= What the task requires =
Print every entry exactly as written.

____________

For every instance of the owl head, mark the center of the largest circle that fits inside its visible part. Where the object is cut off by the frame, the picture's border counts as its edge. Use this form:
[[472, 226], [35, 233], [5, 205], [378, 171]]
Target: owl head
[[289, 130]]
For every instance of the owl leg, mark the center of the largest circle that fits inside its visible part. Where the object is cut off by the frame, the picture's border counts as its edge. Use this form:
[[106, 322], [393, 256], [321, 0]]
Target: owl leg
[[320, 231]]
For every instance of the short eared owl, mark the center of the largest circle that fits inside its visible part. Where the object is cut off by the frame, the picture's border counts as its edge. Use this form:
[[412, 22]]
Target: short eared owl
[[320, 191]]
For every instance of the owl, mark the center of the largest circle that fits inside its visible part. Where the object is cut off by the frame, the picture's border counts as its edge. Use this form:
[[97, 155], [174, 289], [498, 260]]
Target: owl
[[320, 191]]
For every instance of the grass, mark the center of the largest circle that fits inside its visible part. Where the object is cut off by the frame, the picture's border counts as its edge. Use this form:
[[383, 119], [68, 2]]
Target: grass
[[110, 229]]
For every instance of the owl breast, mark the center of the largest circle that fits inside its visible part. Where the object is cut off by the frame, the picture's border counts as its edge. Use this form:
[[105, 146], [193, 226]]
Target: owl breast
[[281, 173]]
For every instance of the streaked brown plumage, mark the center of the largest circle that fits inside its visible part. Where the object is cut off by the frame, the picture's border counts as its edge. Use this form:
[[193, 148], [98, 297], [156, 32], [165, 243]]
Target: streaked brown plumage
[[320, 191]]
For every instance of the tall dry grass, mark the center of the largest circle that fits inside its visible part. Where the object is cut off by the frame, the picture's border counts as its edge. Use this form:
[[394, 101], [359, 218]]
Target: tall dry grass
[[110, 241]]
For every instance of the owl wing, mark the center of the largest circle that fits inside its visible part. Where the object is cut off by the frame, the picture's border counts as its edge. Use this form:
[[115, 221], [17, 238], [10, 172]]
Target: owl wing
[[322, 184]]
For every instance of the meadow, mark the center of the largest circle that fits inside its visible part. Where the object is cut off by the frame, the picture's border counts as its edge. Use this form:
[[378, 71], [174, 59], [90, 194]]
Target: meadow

____________

= Output =
For every instance of the owl head, mark the center of the largest circle that fits inside its visible part. Where the object is cut off by the frame, the picture's border counts as its edge. Use this form:
[[472, 226], [35, 233], [5, 205], [378, 171]]
Target: owl head
[[289, 130]]
For every instance of the owl leg, mark the center of the largest circle that fits inside its visible part. Where the object is cut off by the frame, the picture's border counts as its edge. Use this form:
[[106, 322], [393, 256], [321, 0]]
Target: owl leg
[[320, 231]]
For every instance of the short eared owl, mark the center of the largest circle that fits inside its visible part. Where the object is cut off by the frame, the picture's border counts as its edge. Use this form:
[[412, 22]]
Target: short eared owl
[[320, 191]]
For every instance of the owl, mark the center of the largest circle that fits inside its visible part. Where the object is cut off by the frame, the picture's border counts as its edge. Use this form:
[[97, 155], [174, 289], [498, 260]]
Target: owl
[[320, 191]]
For every instance of the grass, mark the center of the largest circle that fits inside its visible part. Where the object is cut off by the frame, the picture's border counts as its edge. Use this form:
[[383, 119], [68, 2]]
Target: grass
[[110, 229]]
For every instance of the owl breast, mark the center of the largest circle that fits inside its visible part. Where the object is cut off by the frame, the picture's border counts as its edge. Use this form:
[[105, 146], [193, 226]]
Target: owl breast
[[281, 173]]
For every instance of the streaked brown plumage, mark the center of the largest circle that fits inside its visible part. Where the object is cut off by the frame, the picture's border counts as its edge. Use this form:
[[193, 148], [98, 297], [156, 32], [165, 243]]
Target: streaked brown plumage
[[320, 191]]
For every instance of the tall dry grass, mark the center of the largest circle that fits inside its visible part. Where the object is cut off by the frame, the picture's border counts as its edge. Use this form:
[[394, 101], [359, 218]]
Target: tall dry grass
[[110, 241]]
For every instance of the owl wing, mark the center of the largest circle that fits inside its visible part. Where the object is cut off by the frame, the picture's border counts as its edge. Use this form:
[[115, 221], [17, 238], [10, 172]]
Target: owl wing
[[322, 184]]
For every instance of the meadow, mark the center of the largest circle that fits inside its visible part. Where the object is cut off by the frame, the picture's border counts as its edge. Use this form:
[[378, 71], [174, 59], [90, 194]]
Target: meadow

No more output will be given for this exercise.